Point-per-instance localization data:

────────────────

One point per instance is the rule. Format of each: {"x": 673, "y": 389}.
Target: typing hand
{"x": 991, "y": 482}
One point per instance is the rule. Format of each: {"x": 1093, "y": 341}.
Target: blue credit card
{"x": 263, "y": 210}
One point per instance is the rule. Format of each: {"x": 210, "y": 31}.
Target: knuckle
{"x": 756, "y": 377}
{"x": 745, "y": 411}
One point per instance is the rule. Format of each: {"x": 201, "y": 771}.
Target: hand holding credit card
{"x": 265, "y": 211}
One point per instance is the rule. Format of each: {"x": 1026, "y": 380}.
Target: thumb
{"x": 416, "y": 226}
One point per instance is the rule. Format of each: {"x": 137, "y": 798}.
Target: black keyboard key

────────────────

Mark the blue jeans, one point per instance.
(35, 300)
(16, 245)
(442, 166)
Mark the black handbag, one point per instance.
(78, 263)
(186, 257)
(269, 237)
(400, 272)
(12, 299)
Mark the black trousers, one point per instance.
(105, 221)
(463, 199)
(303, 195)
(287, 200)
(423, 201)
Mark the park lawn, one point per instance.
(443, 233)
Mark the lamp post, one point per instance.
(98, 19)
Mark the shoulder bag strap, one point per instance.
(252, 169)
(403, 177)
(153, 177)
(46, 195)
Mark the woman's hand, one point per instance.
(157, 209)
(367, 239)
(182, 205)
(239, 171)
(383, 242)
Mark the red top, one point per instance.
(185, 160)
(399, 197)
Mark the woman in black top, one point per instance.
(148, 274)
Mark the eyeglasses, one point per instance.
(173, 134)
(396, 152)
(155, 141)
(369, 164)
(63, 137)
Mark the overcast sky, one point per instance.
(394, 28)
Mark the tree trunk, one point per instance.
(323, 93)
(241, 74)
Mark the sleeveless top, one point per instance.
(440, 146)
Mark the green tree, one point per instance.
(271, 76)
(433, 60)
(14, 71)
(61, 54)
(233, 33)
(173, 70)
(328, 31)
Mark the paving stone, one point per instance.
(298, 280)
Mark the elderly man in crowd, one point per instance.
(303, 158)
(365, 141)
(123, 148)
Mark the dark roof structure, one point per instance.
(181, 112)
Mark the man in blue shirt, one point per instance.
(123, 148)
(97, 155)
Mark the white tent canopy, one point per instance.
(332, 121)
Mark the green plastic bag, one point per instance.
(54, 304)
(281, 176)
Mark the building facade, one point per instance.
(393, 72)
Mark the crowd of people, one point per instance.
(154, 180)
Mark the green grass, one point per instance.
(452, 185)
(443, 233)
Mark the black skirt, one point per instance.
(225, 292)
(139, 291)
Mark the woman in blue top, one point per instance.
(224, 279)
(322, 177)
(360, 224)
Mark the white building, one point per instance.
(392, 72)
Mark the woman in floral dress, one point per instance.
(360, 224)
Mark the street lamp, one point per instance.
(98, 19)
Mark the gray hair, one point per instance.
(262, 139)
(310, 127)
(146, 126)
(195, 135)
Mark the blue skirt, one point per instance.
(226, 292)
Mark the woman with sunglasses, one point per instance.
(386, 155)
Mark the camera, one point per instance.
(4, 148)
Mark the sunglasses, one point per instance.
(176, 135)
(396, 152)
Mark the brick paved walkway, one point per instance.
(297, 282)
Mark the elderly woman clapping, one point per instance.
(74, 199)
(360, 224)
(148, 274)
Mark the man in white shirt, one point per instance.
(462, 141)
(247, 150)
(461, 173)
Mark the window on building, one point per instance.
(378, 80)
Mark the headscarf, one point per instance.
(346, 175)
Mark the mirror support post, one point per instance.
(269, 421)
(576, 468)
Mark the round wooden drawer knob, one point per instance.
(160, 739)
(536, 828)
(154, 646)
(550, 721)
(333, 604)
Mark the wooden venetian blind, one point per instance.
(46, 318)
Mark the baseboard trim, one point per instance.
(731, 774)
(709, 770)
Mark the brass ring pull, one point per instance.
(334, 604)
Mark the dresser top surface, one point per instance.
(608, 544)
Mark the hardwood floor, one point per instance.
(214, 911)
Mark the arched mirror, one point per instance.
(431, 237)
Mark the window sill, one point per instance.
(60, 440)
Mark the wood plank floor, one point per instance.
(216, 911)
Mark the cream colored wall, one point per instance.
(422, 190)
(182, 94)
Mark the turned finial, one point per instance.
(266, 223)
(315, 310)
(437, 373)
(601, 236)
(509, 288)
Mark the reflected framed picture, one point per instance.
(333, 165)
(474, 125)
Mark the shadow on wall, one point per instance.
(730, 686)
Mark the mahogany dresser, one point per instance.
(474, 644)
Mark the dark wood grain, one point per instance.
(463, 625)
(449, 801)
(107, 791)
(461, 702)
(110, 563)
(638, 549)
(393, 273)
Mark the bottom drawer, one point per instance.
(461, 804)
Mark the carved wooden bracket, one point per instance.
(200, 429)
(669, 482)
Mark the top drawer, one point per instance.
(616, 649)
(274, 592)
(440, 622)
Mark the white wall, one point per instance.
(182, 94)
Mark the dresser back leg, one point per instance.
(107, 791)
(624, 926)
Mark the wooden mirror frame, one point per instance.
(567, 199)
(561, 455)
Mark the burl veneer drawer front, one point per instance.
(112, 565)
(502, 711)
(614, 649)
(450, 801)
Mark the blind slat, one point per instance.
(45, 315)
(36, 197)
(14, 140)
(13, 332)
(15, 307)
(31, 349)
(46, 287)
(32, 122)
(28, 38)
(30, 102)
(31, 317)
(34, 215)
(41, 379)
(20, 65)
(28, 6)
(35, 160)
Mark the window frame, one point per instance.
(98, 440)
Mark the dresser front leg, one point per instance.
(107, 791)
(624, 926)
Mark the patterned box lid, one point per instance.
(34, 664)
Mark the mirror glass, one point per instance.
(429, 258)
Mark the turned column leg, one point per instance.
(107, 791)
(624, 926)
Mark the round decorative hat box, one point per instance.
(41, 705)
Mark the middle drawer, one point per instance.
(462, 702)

────────────────

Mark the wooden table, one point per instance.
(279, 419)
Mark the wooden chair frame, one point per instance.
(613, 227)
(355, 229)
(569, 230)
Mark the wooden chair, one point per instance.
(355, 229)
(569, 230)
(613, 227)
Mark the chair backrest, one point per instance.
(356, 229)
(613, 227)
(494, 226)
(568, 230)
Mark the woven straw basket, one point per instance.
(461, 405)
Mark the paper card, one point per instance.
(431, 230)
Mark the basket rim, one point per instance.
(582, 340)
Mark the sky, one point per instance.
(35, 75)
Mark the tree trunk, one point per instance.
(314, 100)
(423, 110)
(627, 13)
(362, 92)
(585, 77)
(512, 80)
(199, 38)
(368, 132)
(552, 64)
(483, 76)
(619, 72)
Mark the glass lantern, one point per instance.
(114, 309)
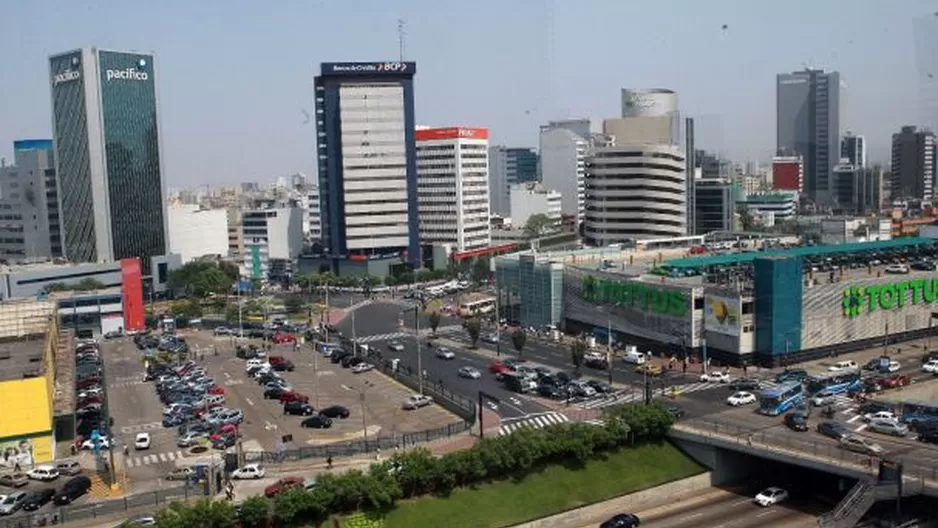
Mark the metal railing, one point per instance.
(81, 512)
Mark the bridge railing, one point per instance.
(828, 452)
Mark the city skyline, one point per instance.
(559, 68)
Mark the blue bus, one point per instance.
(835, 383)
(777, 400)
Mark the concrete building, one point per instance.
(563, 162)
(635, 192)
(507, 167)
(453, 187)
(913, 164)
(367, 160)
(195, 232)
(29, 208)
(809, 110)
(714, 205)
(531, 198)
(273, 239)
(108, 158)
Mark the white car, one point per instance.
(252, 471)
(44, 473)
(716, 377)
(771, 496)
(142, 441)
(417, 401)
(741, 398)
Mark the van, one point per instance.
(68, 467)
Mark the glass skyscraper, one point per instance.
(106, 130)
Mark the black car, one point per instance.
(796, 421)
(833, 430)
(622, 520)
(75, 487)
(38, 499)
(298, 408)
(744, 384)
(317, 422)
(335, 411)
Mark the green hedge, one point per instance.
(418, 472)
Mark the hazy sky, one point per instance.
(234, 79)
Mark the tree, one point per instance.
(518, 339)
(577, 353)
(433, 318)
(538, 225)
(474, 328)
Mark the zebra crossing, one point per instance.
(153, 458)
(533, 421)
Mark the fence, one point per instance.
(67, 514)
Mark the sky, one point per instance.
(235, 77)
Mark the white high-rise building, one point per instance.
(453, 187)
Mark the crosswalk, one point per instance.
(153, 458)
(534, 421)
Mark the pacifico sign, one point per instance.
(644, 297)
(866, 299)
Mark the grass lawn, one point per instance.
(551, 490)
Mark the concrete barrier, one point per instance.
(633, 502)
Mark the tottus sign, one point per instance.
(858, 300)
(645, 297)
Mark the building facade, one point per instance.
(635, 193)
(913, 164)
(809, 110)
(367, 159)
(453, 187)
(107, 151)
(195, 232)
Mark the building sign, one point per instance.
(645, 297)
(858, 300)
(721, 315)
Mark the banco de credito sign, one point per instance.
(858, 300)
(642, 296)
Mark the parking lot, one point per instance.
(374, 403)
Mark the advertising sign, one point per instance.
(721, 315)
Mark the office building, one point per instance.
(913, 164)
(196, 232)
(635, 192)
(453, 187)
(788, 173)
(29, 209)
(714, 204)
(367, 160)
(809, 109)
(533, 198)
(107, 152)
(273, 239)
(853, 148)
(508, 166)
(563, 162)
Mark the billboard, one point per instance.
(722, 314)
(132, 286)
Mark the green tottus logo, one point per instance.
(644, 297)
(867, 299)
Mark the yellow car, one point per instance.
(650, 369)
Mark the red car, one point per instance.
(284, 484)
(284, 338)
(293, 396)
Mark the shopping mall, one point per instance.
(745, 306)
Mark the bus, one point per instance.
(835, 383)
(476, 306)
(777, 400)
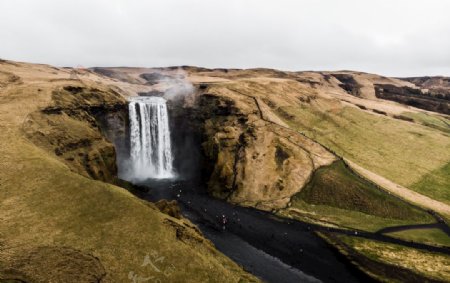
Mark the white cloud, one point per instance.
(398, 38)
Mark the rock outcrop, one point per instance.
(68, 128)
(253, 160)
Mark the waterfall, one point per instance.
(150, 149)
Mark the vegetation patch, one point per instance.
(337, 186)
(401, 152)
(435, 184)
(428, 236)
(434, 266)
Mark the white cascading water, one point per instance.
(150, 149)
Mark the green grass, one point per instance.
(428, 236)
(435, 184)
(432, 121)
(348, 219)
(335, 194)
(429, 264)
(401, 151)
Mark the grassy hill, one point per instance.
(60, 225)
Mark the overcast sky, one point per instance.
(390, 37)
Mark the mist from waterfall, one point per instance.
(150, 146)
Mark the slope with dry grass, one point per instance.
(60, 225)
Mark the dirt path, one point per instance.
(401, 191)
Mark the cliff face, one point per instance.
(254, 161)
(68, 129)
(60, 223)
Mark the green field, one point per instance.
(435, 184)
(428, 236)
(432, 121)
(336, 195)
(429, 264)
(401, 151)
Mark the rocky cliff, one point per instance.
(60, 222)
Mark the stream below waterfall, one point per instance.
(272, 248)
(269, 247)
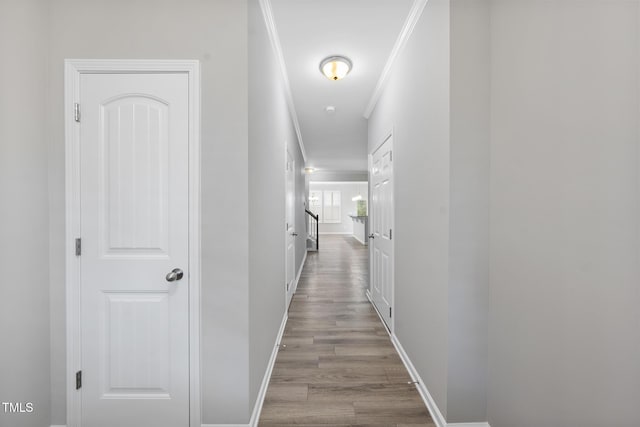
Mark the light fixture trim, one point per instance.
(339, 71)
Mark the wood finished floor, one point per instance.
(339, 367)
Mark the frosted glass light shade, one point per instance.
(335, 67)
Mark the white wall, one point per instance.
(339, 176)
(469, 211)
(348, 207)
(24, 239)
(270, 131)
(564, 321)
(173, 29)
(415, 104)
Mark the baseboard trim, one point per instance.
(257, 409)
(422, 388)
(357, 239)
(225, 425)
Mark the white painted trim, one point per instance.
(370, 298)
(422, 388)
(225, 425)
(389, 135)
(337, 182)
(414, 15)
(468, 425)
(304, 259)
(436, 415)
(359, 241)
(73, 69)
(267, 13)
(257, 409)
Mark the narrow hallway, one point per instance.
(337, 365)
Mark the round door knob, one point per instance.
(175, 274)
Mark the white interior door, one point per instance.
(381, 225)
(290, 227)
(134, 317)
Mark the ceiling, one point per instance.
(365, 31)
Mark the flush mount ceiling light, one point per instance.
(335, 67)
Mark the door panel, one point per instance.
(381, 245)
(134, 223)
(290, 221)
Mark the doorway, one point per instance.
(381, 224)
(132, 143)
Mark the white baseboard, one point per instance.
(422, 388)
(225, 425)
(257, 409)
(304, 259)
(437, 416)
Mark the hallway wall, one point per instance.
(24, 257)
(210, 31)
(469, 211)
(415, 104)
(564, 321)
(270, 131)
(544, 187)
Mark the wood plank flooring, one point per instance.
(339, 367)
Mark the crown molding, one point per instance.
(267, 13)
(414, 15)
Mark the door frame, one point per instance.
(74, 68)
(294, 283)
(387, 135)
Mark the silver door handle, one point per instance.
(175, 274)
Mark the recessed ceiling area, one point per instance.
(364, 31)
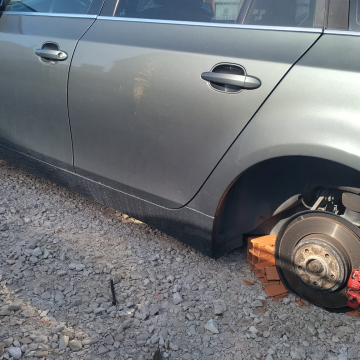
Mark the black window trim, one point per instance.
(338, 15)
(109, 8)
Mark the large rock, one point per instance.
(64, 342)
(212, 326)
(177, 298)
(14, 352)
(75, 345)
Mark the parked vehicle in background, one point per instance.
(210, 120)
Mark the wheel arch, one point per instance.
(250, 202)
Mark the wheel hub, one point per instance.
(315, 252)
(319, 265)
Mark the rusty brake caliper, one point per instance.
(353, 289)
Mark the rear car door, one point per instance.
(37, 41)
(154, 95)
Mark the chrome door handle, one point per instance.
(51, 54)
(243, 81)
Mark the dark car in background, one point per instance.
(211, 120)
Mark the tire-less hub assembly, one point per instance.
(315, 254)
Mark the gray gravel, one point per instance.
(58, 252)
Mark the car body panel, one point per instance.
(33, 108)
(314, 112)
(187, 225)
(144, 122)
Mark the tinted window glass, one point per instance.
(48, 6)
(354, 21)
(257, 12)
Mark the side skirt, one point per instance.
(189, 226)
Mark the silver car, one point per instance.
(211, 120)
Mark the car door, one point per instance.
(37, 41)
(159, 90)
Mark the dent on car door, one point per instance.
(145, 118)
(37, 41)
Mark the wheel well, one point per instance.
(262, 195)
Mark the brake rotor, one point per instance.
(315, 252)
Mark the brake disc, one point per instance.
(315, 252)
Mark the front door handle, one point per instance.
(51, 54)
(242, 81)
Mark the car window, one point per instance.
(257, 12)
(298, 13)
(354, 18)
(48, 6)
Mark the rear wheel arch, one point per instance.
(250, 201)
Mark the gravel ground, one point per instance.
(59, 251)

────────────────

• WHAT TO PRODUCE: Every line above that includes the word "rule" must appear in the answer.

• RESPONSE TO THIS TASK:
One point per instance is the rule. Format of each: {"x": 673, "y": 389}.
One point per instance is the rule. Format of each: {"x": 1093, "y": 341}.
One point per instance is the rule. Format of each: {"x": 210, "y": 31}.
One point per instance is the rule. Format of each: {"x": 201, "y": 771}.
One point per instance is the rule. Format of each: {"x": 1026, "y": 380}.
One point per instance is the rule. Format of each: {"x": 137, "y": 798}.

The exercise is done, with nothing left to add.